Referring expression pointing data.

━━━━━━━━━━━━━━━━━━━━━━━━━━━━━━

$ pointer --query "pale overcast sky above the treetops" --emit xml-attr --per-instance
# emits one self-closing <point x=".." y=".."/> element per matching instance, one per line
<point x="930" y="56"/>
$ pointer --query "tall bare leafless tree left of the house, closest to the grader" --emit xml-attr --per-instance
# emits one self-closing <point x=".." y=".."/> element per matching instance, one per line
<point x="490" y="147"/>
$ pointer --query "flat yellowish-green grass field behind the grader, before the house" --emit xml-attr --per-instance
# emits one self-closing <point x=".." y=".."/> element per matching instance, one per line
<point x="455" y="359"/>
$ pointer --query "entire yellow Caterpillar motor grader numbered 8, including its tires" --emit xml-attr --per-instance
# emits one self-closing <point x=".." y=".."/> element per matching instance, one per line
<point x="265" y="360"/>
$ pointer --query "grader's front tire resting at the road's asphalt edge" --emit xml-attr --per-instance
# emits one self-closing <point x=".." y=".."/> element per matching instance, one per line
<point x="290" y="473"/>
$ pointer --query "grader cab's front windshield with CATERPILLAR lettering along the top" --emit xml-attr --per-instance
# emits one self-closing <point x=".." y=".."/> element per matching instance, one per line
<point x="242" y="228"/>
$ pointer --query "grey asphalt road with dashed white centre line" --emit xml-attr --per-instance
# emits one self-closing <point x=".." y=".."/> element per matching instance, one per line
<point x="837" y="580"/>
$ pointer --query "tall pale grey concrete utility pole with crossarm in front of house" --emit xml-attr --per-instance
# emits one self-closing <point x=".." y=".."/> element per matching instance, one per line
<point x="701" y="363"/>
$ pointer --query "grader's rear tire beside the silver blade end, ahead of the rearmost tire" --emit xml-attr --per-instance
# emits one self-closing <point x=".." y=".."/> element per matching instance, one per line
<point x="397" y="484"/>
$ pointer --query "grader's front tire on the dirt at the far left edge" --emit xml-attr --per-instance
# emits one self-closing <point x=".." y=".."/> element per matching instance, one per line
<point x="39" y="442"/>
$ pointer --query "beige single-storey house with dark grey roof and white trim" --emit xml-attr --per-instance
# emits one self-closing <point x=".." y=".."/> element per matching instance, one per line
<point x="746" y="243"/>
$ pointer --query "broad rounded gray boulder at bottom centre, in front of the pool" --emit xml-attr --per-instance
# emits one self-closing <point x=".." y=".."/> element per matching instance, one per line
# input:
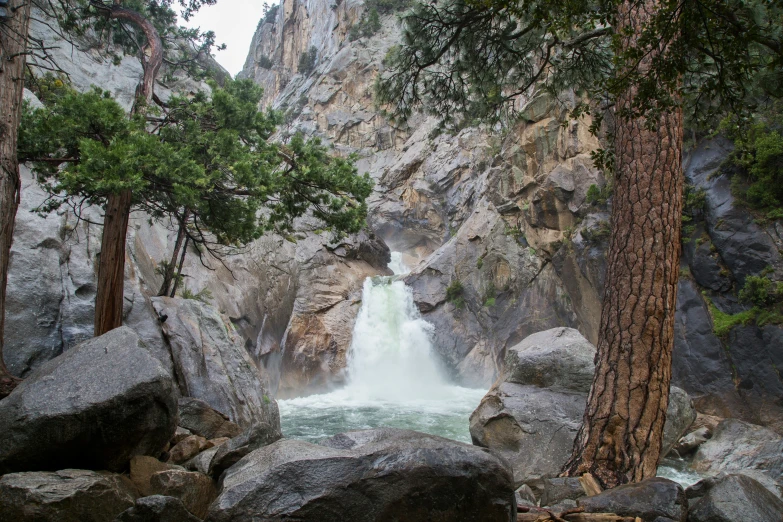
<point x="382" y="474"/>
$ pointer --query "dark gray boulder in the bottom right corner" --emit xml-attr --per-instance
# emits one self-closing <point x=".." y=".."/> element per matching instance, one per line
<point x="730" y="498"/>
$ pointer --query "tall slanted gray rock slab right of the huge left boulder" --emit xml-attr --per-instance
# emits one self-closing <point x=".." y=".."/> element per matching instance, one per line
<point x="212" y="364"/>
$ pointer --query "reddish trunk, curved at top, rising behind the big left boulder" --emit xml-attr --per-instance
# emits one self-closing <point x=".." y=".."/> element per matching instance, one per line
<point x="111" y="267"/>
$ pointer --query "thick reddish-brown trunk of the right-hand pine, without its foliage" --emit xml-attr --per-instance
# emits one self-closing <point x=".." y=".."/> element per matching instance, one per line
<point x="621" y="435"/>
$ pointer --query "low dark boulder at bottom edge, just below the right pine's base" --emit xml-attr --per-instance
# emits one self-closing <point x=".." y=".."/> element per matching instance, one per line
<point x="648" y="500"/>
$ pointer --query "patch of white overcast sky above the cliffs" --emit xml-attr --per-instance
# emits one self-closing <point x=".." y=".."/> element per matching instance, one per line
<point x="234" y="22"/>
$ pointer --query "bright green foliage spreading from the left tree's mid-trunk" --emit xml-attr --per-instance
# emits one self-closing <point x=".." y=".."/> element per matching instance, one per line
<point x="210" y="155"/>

━━━━━━━━━━━━━━━━━━━━━━━━━━━━━━

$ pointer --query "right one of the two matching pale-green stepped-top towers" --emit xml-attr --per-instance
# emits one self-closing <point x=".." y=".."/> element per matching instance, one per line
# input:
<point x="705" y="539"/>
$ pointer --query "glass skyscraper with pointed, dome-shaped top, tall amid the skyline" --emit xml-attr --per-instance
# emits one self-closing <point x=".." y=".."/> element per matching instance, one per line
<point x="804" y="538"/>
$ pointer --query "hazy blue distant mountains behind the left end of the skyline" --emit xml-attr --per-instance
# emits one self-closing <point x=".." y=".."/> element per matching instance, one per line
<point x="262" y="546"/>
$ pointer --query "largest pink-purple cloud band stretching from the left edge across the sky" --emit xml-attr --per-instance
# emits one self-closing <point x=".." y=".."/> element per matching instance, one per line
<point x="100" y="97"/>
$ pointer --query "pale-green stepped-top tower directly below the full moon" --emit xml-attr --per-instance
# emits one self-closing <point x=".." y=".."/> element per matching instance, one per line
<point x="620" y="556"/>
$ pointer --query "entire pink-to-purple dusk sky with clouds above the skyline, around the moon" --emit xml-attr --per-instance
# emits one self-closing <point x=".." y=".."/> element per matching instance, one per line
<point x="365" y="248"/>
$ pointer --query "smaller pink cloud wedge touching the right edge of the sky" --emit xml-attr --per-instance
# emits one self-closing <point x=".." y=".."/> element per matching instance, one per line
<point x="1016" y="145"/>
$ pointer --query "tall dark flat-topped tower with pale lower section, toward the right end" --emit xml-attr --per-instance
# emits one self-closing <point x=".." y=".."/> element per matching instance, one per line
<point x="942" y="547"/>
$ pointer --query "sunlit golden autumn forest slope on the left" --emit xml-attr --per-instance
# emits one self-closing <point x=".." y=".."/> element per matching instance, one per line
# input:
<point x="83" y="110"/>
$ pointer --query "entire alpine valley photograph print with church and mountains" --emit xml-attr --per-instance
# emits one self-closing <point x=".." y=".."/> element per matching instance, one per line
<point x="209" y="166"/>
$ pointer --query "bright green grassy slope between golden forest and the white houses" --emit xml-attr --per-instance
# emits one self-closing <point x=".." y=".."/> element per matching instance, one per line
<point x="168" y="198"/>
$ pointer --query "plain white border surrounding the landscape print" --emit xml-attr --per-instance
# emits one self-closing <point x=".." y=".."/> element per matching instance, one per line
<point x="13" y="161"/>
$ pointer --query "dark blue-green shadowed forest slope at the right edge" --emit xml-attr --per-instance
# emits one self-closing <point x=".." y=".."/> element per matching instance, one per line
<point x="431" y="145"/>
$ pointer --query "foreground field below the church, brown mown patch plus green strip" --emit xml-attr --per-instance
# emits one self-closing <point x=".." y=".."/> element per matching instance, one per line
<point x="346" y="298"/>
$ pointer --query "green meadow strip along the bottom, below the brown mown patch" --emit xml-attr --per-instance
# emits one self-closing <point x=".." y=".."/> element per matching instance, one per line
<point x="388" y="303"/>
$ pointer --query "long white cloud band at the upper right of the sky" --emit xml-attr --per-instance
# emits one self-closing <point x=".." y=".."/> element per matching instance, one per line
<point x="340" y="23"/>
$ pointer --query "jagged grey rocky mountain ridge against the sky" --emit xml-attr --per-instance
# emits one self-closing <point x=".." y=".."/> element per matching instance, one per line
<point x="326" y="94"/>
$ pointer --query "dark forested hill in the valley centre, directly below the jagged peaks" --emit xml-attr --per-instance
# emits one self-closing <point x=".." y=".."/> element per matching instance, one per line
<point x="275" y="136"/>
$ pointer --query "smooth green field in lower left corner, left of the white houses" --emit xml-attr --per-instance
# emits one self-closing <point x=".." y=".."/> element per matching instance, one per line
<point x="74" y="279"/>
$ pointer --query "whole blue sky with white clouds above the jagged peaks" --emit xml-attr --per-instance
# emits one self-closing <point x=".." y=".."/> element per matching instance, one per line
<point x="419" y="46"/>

━━━━━━━━━━━━━━━━━━━━━━━━━━━━━━

Required action. Which lines of the data include "trunk"? Copy each of them.

Exercise response.
$ pointer --query "reddish trunk, curved at top, rising behind the big left boulder" --emit xml-attr --per-instance
$ pointer --query "thick reddish-brown trunk of the right-hand pine, without its foliage" --emit xml-attr --per-instance
$ pointer --query "bright green foliage spreading from the left tree's mid-trunk" --emit xml-attr --per-instance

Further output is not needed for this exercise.